-- Records provided follows --

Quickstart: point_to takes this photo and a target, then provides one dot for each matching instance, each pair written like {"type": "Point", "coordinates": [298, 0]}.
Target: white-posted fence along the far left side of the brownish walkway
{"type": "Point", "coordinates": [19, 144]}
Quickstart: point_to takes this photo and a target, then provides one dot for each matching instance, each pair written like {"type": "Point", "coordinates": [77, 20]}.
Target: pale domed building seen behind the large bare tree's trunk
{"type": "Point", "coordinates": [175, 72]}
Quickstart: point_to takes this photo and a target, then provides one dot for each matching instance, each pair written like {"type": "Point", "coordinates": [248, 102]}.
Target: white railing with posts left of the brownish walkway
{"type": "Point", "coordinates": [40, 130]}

-- Records provided concluded --
-- Records provided follows --

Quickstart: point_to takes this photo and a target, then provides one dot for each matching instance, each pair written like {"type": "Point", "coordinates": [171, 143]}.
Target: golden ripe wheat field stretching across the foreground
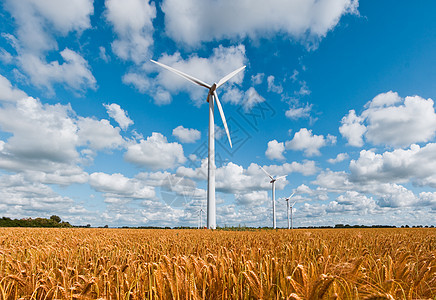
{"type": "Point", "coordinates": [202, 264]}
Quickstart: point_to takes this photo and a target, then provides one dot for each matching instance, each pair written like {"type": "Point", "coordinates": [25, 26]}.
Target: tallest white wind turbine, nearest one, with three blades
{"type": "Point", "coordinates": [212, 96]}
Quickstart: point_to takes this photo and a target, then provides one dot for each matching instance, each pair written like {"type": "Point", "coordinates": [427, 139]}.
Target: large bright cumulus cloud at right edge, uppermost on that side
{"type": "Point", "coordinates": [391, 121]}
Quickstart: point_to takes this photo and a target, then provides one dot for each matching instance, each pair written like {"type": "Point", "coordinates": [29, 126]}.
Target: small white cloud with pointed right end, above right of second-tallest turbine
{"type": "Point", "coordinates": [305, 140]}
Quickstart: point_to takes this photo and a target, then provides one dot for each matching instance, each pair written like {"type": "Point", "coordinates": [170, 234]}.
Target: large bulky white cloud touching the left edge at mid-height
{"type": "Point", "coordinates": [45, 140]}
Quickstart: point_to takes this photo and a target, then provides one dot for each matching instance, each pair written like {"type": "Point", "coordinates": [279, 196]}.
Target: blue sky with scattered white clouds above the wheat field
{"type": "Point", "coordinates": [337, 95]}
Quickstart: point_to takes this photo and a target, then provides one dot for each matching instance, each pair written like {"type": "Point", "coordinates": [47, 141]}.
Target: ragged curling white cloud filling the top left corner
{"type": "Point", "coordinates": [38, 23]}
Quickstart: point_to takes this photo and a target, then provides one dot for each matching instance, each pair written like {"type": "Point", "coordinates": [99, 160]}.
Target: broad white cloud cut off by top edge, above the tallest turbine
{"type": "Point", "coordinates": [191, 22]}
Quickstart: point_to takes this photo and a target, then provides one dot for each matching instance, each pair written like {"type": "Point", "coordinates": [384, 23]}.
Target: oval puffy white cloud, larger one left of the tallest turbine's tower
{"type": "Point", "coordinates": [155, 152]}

-- Records provided concluded --

◆ **Problem description**
In the entries above, count each line with "provides"; reply with the total only.

◆ **Answer to the problem**
12